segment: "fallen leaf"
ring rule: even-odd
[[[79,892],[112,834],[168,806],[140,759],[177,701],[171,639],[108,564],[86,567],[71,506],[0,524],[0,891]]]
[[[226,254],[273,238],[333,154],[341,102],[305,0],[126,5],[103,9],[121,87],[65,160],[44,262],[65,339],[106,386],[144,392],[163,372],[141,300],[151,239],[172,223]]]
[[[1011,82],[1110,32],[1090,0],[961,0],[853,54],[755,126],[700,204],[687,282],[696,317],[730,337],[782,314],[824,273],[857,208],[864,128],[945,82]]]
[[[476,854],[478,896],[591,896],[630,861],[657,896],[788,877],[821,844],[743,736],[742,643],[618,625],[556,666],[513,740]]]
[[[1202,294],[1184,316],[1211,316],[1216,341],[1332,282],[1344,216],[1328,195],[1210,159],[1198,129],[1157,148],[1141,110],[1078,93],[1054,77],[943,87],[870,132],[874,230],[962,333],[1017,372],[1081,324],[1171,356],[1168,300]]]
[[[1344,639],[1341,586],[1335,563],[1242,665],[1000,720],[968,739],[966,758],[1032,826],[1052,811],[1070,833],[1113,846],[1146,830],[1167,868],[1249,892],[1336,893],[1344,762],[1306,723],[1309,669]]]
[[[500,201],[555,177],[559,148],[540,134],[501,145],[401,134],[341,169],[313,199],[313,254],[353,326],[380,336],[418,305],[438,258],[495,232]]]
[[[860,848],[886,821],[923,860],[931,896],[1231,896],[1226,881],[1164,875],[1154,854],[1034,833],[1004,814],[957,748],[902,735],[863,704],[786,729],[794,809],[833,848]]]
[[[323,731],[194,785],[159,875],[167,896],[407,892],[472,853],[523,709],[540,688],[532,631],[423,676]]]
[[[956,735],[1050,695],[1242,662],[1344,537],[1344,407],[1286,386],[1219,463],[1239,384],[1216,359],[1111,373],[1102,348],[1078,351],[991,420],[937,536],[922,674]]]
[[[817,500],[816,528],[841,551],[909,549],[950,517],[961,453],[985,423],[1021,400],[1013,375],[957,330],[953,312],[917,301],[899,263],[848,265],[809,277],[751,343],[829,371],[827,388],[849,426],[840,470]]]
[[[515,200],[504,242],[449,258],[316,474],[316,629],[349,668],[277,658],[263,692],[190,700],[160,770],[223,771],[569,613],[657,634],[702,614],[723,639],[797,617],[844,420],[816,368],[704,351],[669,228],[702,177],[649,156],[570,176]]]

**DIRECTIONS FOR THIS TASK:** Copy every row above character for character, keeping them in their original order.

**FULL ANSWER:**
segment: "fallen leaf"
ring rule: even-odd
[[[79,892],[112,834],[168,806],[140,759],[177,701],[171,639],[108,564],[86,567],[71,506],[0,524],[0,891]]]
[[[226,254],[273,238],[333,154],[341,102],[305,0],[126,5],[103,9],[121,87],[65,160],[44,262],[65,339],[106,386],[144,392],[163,372],[141,300],[151,239],[172,223]]]
[[[1011,82],[1110,32],[1090,0],[961,0],[853,54],[755,126],[700,204],[687,282],[696,317],[730,337],[782,314],[824,273],[857,208],[864,128],[945,82]]]
[[[476,854],[478,896],[591,896],[630,861],[657,896],[788,877],[821,844],[743,736],[742,643],[618,625],[556,666],[513,740]]]
[[[1202,294],[1184,316],[1211,316],[1216,341],[1332,282],[1344,216],[1328,195],[1210,159],[1198,129],[1157,148],[1141,110],[1078,93],[1054,77],[943,87],[870,132],[874,230],[962,333],[1017,372],[1081,324],[1171,356],[1168,300]]]
[[[1344,639],[1341,586],[1335,563],[1242,665],[1000,720],[968,739],[966,758],[1032,826],[1052,811],[1070,833],[1113,846],[1146,830],[1167,868],[1249,892],[1336,893],[1344,762],[1306,723],[1309,669]]]
[[[500,201],[555,177],[559,148],[540,134],[501,145],[401,134],[341,169],[313,199],[313,254],[353,326],[380,336],[418,305],[438,258],[495,232]]]
[[[860,848],[886,821],[923,860],[931,896],[1231,896],[1226,881],[1164,875],[1154,854],[1034,833],[1004,814],[957,748],[902,735],[863,704],[786,729],[794,809],[833,848]]]
[[[323,731],[194,785],[159,875],[167,896],[407,892],[472,853],[523,709],[540,688],[532,631],[423,676]]]
[[[956,735],[1050,695],[1242,662],[1344,537],[1344,407],[1286,386],[1219,463],[1239,384],[1216,359],[1111,373],[1102,348],[1078,351],[991,420],[937,536],[922,674]]]
[[[817,500],[816,528],[841,551],[909,549],[950,517],[961,453],[985,423],[1021,400],[1013,375],[957,330],[953,312],[917,301],[899,263],[848,265],[809,277],[751,343],[829,371],[827,388],[849,426],[840,470]]]
[[[515,200],[504,242],[449,258],[316,474],[316,629],[349,668],[277,658],[263,692],[190,700],[160,770],[223,771],[569,613],[657,634],[702,614],[723,639],[797,617],[844,420],[816,368],[704,351],[669,228],[702,177],[649,156],[570,176]]]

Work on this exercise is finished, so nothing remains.